_WORK INSTRUCTIONS_. Scan the records below for the string "patterned" and return every line where it appears.

··· EXERCISE INPUTS

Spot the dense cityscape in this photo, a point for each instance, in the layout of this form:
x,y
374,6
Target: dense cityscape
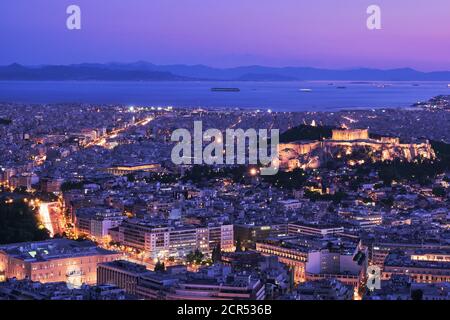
x,y
93,208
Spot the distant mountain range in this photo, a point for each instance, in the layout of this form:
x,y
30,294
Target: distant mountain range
x,y
144,71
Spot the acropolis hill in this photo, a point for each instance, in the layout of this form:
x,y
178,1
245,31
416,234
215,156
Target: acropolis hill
x,y
353,145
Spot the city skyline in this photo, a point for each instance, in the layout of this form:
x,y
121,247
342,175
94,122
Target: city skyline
x,y
229,34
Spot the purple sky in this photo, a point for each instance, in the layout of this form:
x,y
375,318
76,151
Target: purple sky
x,y
319,33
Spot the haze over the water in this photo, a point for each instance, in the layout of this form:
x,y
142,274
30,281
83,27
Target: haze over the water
x,y
223,33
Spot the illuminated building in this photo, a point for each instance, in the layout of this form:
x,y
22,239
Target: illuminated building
x,y
55,260
163,241
421,267
312,154
121,273
126,169
315,258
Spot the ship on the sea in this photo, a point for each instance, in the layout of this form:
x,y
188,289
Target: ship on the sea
x,y
226,89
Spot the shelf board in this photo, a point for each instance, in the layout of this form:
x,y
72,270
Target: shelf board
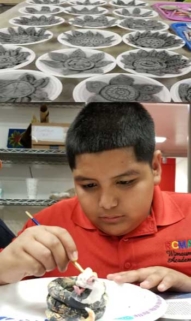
x,y
31,156
48,104
26,202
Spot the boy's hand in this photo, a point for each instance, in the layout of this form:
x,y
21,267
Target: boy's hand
x,y
37,250
155,277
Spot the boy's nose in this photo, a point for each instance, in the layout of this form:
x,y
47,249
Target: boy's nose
x,y
108,201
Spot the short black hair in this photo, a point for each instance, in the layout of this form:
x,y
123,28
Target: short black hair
x,y
105,126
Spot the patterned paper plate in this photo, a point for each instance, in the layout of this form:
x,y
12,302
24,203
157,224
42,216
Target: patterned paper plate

······

_EXERCISE ANSWER_.
Spot the patterned paper plate in this photo, a point for each instance, in the layout of this form:
Target: patterned paper plate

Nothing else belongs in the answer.